Goal >>
Write each line word for word, from the line that contains "of the calm" through the last line of the material below.

Records from a point labeling set:
--- START ---

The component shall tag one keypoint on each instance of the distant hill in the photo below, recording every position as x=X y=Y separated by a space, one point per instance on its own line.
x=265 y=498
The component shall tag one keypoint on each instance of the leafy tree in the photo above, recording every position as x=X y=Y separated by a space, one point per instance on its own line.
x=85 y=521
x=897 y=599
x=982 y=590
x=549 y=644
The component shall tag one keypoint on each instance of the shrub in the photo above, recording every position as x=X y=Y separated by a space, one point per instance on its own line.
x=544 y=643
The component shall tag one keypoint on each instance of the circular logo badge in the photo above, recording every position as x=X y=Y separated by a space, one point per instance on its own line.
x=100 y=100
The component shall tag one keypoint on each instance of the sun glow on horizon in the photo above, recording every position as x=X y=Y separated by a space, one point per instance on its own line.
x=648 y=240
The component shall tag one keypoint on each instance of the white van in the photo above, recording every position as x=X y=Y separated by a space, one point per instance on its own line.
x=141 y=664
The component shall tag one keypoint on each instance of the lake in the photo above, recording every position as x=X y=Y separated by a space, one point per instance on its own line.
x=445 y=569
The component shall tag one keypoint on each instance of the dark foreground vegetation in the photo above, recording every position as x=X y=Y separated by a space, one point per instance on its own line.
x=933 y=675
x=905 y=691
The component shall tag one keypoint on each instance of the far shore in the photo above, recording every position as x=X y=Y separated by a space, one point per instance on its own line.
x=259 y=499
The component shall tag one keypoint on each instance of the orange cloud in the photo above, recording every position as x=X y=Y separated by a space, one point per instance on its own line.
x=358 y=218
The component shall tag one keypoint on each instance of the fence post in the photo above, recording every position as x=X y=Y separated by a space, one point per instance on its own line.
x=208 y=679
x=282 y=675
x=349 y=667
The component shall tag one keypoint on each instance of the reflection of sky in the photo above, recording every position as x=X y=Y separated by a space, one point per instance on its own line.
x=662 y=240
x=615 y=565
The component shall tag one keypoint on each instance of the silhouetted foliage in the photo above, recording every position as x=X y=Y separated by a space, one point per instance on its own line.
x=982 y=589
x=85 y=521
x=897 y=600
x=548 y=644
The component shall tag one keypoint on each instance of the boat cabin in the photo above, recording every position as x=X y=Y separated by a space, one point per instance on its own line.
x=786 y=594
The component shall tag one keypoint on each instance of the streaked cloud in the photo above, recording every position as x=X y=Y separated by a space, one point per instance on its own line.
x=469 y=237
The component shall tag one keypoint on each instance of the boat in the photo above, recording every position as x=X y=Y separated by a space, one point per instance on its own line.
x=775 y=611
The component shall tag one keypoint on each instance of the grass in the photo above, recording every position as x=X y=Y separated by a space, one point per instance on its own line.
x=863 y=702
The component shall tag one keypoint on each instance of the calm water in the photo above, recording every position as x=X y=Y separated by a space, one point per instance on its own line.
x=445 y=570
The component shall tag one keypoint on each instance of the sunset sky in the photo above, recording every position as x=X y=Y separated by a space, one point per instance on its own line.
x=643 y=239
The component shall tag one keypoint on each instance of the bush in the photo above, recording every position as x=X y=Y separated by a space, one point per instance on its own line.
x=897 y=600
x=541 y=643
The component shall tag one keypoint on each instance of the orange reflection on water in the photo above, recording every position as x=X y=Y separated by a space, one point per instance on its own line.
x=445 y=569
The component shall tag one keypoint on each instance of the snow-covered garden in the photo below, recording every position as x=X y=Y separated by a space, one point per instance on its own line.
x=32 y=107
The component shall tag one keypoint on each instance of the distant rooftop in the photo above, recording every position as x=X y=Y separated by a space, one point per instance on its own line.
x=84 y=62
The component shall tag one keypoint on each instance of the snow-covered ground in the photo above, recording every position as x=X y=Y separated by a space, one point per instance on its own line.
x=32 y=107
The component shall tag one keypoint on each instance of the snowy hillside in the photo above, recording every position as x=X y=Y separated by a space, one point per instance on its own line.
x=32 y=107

--- END ---

Exercise response >>
The component shall tag one keypoint on each instance of the calm water in the photo above, recording every position as x=X y=Y separated by a space, one point per instance on its own line.
x=445 y=570
The component shall tag one keypoint on each instance of the sunset sky in the photo above, recording every position as x=X y=Y separated by a space, one point per instance on its own line.
x=643 y=239
The component shall tag one keypoint on each instance of the bush in the photo above, recording every position as x=X y=Y separated by a space, one point per instance on its own line.
x=897 y=600
x=541 y=643
The component shall tag one keypoint on each instance of the orange reflection on water in the photo above, recording every position as x=X y=Y separated by a space, one point per instance on its own line.
x=445 y=569
The component shall tag one keypoint on each instance of the snow-covered garden in the photo below, recording every position as x=X y=Y separated by a space, one point per instance on its own line.
x=32 y=107
The component shall tag one keypoint on each instance of the distant rooftop in the photo above, recording every position as x=X y=Y separated by a space, one point per instance on its own line.
x=84 y=62
The component shall tag one keypoint on each instance of the snow-covered ground in the photo above, recording every position as x=X y=Y separated by a space, one point per instance on its own line.
x=32 y=107
The component shall tag one keypoint on each instance of the snowy hillside in the photo above, recording every position as x=X y=Y separated by a space, one point per instance on its own line.
x=32 y=107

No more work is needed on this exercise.